SOURCE PASSAGE -

[yt-dev] rockstar issues

Fri Nov 9 16:10:13 PST 2012

Hi Chris & Matt,

I think I've found the source of the duplicate halo issue. What I've
changed is now readers only allocate an array as large as the number
of particles it will read in, not the full count of particles.

With this change using multiple readers substantially speeds things
up. With 12 total tasks, 1 reader, 256**3 particles in 49,000 grids
(Enzo), it took 8m42s from start to finish. But with 12 tasks/8
readers, it took only 2m28s. Of course, this only works on a parallel
disk system.

Another small change I've made is that grids are now assigned
cyclically to readers like [block::NUM_BLOCKS], rather than
np.array_split() which assigns them in blocks. This sped up a 12
task/8 reader run from 3m40s to 2m28s (quoted above) on the same Enzo
dataset. This avoids assigning all the root grids to a single reader
and spreads out the particles assigned to each reader much more
evenly, speeding up IO. My guess is that this will not negatively
affect halo finding on other kinds of data, and could speed them up as
well.

For the curious, this shows the changes for these two items in my
branch: http://tinyurl.com/bg8b3ee (goes to Bitbucket).

-- 
Stephen Skory
s at skory.us
http://stephenskory.com/
510.621.3687 (google voice)

DIRECTION 1 - Repeat the records word for word, starting at the line that contains "Reviewer note: confirm that each instance of the dark wavy" and ending at the last line of the records.

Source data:
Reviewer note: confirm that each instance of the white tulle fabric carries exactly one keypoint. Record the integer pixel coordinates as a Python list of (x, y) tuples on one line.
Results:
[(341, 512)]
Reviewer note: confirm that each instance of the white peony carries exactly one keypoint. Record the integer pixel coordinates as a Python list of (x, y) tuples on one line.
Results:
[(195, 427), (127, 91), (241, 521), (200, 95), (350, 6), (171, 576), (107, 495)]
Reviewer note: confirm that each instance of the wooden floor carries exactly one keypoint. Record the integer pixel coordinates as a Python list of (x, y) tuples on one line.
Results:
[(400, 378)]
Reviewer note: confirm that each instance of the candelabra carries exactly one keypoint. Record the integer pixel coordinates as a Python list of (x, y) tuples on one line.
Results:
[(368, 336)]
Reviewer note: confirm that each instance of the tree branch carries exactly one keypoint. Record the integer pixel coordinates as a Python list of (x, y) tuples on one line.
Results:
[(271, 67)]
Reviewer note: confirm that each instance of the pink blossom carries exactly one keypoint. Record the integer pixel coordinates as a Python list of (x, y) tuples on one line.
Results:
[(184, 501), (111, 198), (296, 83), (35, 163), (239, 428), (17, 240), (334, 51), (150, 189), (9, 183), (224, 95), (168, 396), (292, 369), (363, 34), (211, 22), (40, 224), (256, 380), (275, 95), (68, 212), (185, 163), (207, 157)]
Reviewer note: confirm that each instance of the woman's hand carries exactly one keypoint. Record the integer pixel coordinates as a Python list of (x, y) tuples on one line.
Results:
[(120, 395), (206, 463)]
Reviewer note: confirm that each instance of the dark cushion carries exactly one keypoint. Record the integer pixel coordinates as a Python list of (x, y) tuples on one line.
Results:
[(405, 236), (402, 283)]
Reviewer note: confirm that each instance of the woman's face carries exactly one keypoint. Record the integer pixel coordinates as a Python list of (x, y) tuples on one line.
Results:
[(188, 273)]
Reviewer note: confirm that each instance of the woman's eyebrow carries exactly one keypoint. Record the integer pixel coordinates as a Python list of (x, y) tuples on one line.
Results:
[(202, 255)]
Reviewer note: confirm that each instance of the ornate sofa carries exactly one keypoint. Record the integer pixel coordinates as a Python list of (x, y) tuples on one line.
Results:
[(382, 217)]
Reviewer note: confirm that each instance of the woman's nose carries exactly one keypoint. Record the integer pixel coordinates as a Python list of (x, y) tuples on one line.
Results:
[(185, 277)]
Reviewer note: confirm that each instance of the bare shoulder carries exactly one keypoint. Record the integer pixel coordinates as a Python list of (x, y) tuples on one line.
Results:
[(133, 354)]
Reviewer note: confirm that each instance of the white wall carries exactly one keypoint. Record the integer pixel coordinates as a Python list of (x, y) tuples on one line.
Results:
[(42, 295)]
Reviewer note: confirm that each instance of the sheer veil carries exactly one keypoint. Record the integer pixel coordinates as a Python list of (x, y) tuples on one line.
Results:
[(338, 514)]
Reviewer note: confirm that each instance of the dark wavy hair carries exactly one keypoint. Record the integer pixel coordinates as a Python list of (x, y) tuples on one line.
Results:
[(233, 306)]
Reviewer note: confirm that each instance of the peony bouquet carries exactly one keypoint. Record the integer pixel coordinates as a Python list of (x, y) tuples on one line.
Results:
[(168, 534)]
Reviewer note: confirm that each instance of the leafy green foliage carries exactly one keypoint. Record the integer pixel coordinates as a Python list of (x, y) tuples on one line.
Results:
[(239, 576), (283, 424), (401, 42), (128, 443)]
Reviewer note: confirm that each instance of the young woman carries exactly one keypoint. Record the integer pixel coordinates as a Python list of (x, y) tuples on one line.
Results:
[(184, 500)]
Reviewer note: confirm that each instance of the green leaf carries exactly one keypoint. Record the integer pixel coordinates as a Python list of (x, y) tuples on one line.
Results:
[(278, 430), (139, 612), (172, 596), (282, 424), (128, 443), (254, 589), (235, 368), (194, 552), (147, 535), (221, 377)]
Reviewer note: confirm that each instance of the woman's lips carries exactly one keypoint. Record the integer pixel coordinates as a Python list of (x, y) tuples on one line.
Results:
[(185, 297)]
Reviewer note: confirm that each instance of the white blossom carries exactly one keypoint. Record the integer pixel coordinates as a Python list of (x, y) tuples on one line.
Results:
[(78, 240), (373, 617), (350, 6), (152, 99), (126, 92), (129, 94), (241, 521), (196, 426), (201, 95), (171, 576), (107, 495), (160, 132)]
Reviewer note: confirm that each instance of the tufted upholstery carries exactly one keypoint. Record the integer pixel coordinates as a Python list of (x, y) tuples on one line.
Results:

DIRECTION 2 - Transcribe the post about the rockstar issues word for word, starting at "[yt-dev] rockstar issues" and ending at "count of particles.".

TASK RESPONSE 1 -
Reviewer note: confirm that each instance of the dark wavy hair carries exactly one keypoint. Record the integer pixel coordinates as a Python list of (x, y) tuples on one line.
Results:
[(233, 306)]
Reviewer note: confirm that each instance of the peony bouquet carries exactly one keypoint. Record the integer pixel coordinates as a Python list of (x, y) tuples on one line.
Results:
[(168, 534)]
Reviewer note: confirm that each instance of the leafy green foliage carries exactly one keypoint. Record the integer pixel coordinates as a Python list of (x, y) tuples on one line.
Results:
[(239, 576), (283, 424), (401, 42), (128, 443)]
Reviewer note: confirm that each instance of the young woman carries exactly one keypoint. Record the integer pixel coordinates as a Python list of (x, y) tuples on one line.
Results:
[(184, 500)]
Reviewer note: confirm that each instance of the green leaf carries exactly one keypoint. Record the integer pixel coordinates as a Python list of (x, y) tuples on one line.
Results:
[(278, 430), (139, 612), (172, 596), (282, 424), (128, 443), (254, 589), (235, 368), (194, 552), (147, 535), (221, 377)]
Reviewer note: confirm that each instance of the woman's lips carries exactly one keypoint. Record the integer pixel coordinates as a Python list of (x, y) tuples on one line.
Results:
[(185, 297)]
Reviewer note: confirm that each instance of the white blossom carries exactly one keypoint. Record the integer pixel coordinates as a Python list of (x, y) tuples on one line.
Results:
[(78, 240), (373, 617), (350, 6), (152, 99), (126, 92), (129, 94), (241, 521), (196, 426), (201, 95), (171, 576), (107, 495), (160, 132)]
Reviewer note: confirm that each instance of the tufted upholstery carries exactly one keypoint. Record the integer pixel coordinates as a Python list of (x, y) tuples on one line.
Results:

TASK RESPONSE 2 -
[yt-dev] rockstar issues

Fri Nov 9 16:10:13 PST 2012

Hi Chris & Matt,

I think I've found the source of the duplicate halo issue. What I've
changed is now readers only allocate an array as large as the number
of particles it will read in, not the full count of particles.